Count the lines in the records that contain the word "plaid", and give only the number.

>> BEGIN Information supplied

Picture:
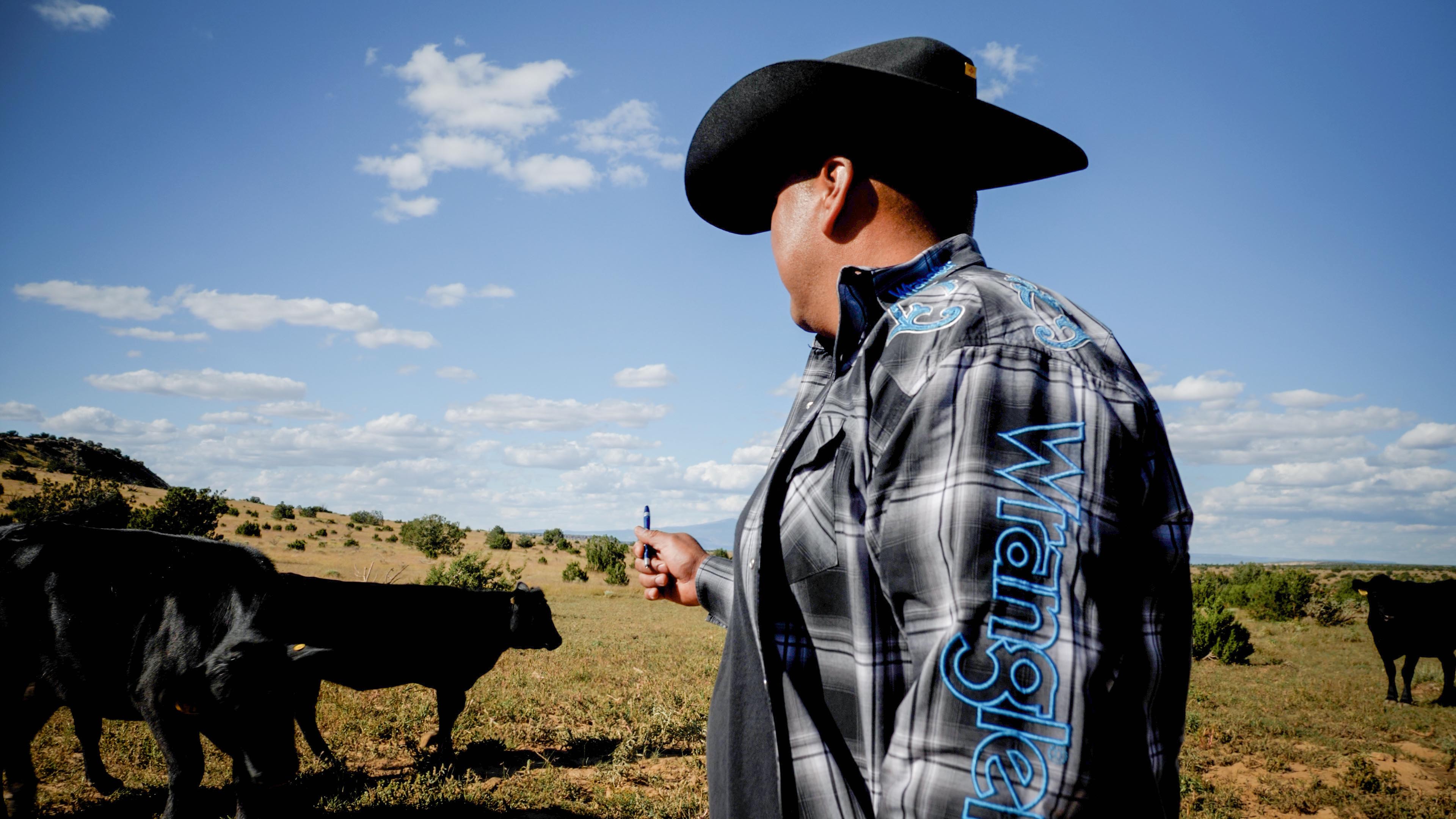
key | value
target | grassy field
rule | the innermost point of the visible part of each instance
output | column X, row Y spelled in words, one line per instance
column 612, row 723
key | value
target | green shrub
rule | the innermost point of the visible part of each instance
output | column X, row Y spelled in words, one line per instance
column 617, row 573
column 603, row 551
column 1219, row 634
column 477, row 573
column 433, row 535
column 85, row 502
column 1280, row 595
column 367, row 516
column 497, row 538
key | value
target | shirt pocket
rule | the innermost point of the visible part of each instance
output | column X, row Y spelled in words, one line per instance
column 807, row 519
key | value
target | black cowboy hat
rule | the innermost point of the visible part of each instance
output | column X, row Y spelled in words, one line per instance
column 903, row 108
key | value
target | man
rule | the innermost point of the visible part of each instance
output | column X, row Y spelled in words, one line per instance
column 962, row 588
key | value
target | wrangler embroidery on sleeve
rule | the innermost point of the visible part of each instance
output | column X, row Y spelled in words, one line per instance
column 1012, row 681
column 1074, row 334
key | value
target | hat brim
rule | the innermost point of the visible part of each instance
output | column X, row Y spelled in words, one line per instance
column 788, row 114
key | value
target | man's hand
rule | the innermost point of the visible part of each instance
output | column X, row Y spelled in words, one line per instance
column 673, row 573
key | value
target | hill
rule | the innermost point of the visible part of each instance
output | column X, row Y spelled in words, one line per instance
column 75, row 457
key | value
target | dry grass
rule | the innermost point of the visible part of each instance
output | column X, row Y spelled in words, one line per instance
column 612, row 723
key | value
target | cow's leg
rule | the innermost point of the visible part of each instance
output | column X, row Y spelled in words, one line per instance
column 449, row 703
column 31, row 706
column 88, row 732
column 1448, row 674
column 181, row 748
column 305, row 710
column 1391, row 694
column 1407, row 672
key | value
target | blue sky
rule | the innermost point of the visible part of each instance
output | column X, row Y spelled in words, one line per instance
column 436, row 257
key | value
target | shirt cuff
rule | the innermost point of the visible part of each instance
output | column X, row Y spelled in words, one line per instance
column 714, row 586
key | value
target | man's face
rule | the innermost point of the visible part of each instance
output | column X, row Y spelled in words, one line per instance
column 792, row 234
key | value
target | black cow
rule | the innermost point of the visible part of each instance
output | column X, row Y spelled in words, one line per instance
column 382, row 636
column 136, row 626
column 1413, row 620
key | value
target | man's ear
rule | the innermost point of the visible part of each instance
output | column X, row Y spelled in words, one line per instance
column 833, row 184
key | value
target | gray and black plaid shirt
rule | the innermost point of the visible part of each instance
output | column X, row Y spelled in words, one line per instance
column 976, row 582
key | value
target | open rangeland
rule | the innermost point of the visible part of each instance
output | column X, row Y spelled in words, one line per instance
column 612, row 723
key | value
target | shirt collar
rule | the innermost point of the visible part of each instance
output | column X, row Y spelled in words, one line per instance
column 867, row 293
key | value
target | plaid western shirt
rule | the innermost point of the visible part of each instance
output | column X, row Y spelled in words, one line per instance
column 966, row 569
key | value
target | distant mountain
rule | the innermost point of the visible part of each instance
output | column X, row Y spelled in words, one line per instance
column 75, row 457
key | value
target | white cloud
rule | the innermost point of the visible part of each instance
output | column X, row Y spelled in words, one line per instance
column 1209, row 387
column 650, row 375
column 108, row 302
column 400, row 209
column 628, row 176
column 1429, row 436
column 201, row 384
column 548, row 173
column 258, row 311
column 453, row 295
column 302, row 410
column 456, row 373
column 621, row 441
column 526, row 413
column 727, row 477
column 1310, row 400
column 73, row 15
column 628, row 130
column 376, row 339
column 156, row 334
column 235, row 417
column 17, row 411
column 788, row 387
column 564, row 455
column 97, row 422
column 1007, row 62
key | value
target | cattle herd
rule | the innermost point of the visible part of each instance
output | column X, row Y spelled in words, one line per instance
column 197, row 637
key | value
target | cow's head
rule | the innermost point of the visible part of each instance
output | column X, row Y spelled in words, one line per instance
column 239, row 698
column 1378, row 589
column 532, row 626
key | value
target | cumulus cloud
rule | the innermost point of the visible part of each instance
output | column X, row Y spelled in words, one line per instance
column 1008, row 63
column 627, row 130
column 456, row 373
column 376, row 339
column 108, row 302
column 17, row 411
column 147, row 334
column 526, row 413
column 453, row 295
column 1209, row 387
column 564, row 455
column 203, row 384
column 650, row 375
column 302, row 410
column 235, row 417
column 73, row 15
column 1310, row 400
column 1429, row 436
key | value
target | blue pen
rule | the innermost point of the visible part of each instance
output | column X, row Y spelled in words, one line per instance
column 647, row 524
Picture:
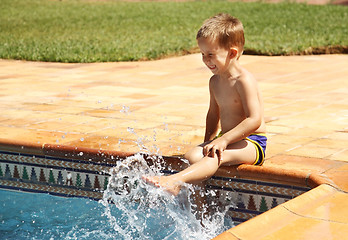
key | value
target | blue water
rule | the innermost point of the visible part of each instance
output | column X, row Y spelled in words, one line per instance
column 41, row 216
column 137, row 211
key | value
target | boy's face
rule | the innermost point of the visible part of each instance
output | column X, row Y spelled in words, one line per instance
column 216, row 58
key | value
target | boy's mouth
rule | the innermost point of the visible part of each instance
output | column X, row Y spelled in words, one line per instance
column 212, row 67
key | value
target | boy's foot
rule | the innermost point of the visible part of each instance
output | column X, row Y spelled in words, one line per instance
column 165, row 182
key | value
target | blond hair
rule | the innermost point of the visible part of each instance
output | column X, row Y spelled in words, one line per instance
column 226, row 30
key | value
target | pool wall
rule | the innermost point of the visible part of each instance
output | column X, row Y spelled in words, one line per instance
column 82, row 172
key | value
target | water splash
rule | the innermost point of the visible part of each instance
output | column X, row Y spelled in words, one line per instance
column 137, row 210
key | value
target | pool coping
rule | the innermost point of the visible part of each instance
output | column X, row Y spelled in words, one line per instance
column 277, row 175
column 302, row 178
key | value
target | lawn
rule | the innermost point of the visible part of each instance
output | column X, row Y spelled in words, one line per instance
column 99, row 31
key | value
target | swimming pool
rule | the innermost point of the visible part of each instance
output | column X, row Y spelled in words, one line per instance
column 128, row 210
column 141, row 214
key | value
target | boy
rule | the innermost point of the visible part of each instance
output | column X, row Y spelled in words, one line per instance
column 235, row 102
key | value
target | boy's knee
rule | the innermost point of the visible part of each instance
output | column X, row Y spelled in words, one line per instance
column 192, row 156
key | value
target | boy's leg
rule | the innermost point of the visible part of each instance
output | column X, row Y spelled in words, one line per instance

>> END Information supplied

◆ **Task response**
2